• THE PROBLEM:
Copy, word for word, the line containing "Study the photograph above. For every instance of the metal" and each line that follows it in the entries below; pictures do not belong in the copy.

• SUPPLIED DATA:

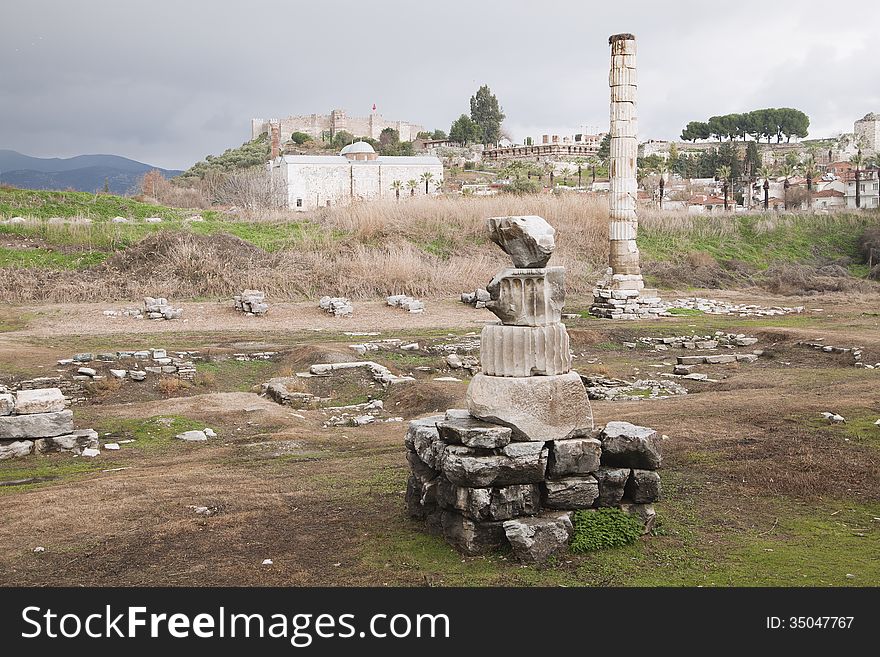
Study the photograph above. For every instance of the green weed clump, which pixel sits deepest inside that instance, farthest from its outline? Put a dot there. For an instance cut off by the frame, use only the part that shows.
(685, 312)
(605, 528)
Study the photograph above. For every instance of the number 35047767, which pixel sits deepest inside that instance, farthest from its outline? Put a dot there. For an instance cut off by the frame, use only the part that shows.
(810, 622)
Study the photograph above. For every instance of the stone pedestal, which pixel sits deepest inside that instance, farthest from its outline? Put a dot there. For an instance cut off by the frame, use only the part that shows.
(524, 350)
(512, 468)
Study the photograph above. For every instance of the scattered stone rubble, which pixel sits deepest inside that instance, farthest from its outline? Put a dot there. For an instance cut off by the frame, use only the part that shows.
(133, 365)
(512, 467)
(604, 388)
(158, 308)
(478, 298)
(336, 306)
(39, 421)
(379, 372)
(714, 341)
(407, 303)
(717, 359)
(197, 436)
(854, 352)
(712, 307)
(251, 302)
(356, 415)
(137, 313)
(282, 390)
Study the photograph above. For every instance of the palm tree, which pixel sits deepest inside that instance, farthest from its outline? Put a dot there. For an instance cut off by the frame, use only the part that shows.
(723, 174)
(593, 161)
(859, 161)
(765, 172)
(548, 168)
(397, 185)
(580, 162)
(662, 170)
(811, 171)
(788, 170)
(426, 178)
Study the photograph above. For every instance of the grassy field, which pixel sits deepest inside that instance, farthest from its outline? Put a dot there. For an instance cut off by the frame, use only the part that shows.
(756, 492)
(423, 246)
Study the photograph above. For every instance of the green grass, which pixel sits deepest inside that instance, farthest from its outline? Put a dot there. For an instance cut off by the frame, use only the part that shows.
(40, 257)
(809, 549)
(695, 544)
(859, 428)
(232, 375)
(151, 434)
(788, 239)
(46, 204)
(685, 312)
(13, 319)
(602, 529)
(51, 468)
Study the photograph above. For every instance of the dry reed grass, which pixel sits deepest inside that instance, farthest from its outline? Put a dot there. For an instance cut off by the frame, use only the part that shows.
(426, 247)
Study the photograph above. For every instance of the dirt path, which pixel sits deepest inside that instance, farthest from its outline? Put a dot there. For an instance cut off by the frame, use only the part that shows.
(326, 504)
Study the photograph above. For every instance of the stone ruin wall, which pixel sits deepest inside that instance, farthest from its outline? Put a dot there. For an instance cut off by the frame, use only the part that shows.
(316, 124)
(867, 131)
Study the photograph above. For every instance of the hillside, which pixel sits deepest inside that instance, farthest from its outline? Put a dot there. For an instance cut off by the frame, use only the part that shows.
(428, 247)
(87, 173)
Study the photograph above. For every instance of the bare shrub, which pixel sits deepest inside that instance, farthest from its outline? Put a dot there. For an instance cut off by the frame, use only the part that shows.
(170, 385)
(869, 246)
(797, 279)
(155, 187)
(253, 189)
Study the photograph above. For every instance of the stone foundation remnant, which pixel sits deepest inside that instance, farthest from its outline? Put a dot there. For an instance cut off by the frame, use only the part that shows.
(39, 421)
(336, 306)
(406, 303)
(158, 308)
(513, 467)
(478, 298)
(251, 302)
(621, 294)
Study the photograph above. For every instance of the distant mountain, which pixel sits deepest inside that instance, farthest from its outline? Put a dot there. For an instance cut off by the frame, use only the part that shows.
(85, 173)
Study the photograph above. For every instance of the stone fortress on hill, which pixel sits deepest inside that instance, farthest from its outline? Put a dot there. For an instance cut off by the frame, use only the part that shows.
(320, 126)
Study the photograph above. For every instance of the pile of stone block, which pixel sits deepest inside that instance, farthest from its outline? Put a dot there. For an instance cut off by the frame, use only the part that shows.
(513, 466)
(134, 365)
(623, 296)
(251, 302)
(158, 308)
(38, 420)
(336, 306)
(407, 303)
(478, 298)
(714, 307)
(854, 352)
(481, 489)
(694, 341)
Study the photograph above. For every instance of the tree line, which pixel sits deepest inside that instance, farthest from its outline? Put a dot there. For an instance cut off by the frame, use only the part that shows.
(483, 126)
(758, 124)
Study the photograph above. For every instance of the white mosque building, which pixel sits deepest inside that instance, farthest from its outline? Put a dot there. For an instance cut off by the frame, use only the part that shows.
(357, 173)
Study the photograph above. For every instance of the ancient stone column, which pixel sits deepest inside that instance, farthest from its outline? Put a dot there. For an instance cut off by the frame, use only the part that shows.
(621, 294)
(624, 256)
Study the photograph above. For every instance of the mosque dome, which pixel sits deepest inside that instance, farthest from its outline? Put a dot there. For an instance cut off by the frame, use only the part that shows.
(358, 148)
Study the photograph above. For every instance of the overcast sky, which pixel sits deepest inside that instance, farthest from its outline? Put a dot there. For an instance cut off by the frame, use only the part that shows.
(169, 82)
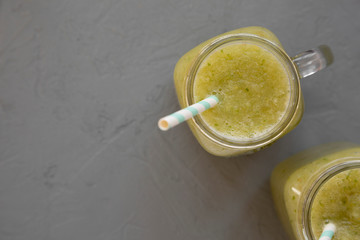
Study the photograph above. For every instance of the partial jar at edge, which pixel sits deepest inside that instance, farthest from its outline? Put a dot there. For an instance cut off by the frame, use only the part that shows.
(184, 72)
(297, 182)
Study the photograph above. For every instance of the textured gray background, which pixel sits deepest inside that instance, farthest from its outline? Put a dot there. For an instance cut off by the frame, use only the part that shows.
(82, 85)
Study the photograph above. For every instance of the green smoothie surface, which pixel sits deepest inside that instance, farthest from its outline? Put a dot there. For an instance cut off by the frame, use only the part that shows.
(338, 202)
(252, 86)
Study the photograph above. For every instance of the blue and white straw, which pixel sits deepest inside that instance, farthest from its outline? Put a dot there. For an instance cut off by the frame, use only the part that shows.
(178, 117)
(328, 232)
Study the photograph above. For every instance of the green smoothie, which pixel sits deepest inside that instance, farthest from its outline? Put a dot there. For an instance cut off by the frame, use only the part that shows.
(252, 86)
(243, 70)
(338, 202)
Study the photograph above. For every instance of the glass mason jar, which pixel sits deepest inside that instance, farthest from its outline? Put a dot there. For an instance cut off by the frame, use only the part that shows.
(297, 181)
(302, 65)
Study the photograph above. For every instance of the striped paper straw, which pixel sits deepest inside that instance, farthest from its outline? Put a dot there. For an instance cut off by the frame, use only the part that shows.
(328, 232)
(178, 117)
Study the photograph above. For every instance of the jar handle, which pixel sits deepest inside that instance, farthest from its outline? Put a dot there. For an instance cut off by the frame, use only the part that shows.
(313, 60)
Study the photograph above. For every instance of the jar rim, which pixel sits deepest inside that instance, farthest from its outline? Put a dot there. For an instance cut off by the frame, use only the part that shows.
(294, 100)
(326, 174)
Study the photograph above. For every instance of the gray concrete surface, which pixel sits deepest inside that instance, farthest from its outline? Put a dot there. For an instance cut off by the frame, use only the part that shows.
(82, 85)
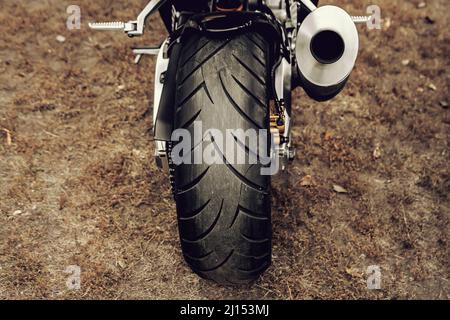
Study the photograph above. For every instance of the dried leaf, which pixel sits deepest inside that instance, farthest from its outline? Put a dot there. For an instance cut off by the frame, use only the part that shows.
(339, 189)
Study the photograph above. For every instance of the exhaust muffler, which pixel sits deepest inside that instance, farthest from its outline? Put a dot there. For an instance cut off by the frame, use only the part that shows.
(326, 51)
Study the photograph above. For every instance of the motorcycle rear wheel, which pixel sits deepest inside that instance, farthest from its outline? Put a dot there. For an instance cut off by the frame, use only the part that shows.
(224, 210)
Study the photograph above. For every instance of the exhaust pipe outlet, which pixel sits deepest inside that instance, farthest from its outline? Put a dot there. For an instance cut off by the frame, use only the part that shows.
(326, 51)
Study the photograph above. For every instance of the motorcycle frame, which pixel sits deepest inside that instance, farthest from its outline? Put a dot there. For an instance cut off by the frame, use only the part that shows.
(259, 18)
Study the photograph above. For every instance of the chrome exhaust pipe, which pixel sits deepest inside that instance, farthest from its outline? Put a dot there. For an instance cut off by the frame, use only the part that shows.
(326, 51)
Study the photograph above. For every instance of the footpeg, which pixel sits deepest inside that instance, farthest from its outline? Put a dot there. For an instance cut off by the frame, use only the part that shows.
(117, 25)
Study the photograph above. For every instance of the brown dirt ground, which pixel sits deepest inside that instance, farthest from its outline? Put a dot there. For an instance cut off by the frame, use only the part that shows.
(79, 186)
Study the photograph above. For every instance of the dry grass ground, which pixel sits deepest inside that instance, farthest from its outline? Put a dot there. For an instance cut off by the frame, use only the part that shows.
(79, 186)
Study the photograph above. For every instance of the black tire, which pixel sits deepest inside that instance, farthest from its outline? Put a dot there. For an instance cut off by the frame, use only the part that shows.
(224, 210)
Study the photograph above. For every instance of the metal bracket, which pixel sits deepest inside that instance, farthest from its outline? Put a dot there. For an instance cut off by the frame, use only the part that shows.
(138, 52)
(356, 19)
(132, 28)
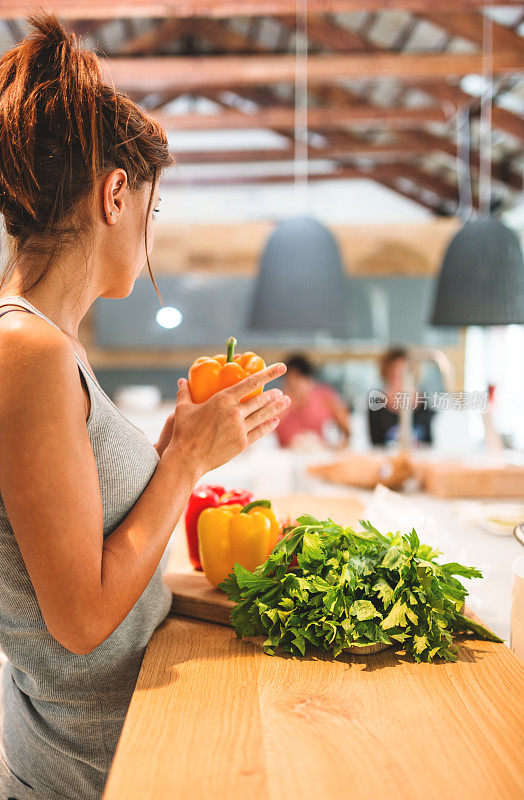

• FINISHED TASK:
Study the photograph above. For every instance of the metal bracket, which pixel sits deepest inside that instance, farthest from its outline? Put a dot there. For an instance cut off by the frame, use only the part that shows.
(138, 52)
(356, 19)
(132, 28)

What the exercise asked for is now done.